» **SHORT TASK**
Can you gather every line of the data below that contains the word "outline"?

[Dataset entries]
(begin)

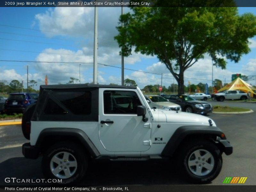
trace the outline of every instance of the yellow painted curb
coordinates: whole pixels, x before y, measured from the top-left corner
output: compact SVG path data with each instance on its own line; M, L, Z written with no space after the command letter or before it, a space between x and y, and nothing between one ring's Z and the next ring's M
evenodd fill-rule
M21 121L15 121L13 122L4 122L4 123L0 123L0 126L3 125L21 125Z

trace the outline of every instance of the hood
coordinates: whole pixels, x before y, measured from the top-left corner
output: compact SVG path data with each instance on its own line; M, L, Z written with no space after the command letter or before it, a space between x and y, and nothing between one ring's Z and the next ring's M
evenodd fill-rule
M169 101L164 102L155 102L155 103L158 105L162 105L162 106L168 107L180 107L180 106L178 104L176 104L176 103L172 103L172 102L169 102Z
M214 94L215 95L224 95L225 93L215 93Z
M201 115L186 112L176 113L174 111L167 111L158 109L152 110L152 111L156 122L196 124L208 126L210 125L209 120L210 119L212 121L212 126L216 126L213 120Z

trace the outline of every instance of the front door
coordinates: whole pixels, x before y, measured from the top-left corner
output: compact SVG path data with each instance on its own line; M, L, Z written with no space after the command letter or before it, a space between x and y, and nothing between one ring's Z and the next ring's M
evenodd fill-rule
M137 106L143 102L137 90L99 90L99 103L103 102L99 108L100 139L109 151L146 151L151 145L150 118L144 122L137 116Z

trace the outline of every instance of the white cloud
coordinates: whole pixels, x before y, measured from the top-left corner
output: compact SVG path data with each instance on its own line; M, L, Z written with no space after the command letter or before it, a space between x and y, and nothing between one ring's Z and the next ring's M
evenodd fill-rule
M249 39L249 42L250 43L249 47L251 48L256 47L256 41L251 39Z
M247 76L255 75L256 59L252 59L246 65L242 67L242 71Z

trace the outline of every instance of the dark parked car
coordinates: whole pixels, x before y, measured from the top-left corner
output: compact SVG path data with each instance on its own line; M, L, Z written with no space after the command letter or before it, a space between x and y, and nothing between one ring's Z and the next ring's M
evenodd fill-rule
M7 99L7 98L3 96L0 96L0 113L2 113L4 111L4 105Z
M36 102L38 96L36 93L10 93L5 101L4 112L23 113L28 106Z
M170 101L180 105L183 111L201 114L212 111L212 107L209 103L196 100L188 95L167 95L164 97Z

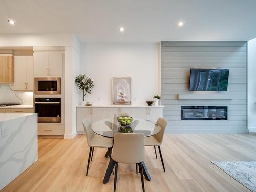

(end)

» **FULL OUTPUT**
trace the outline of every instance of the yellow painted curb
trace the outline of every instance of the hood
trace the outline of every instance of the front door
trace the outline of every instance of the white cloud
trace the outline of every instance of the dark parked car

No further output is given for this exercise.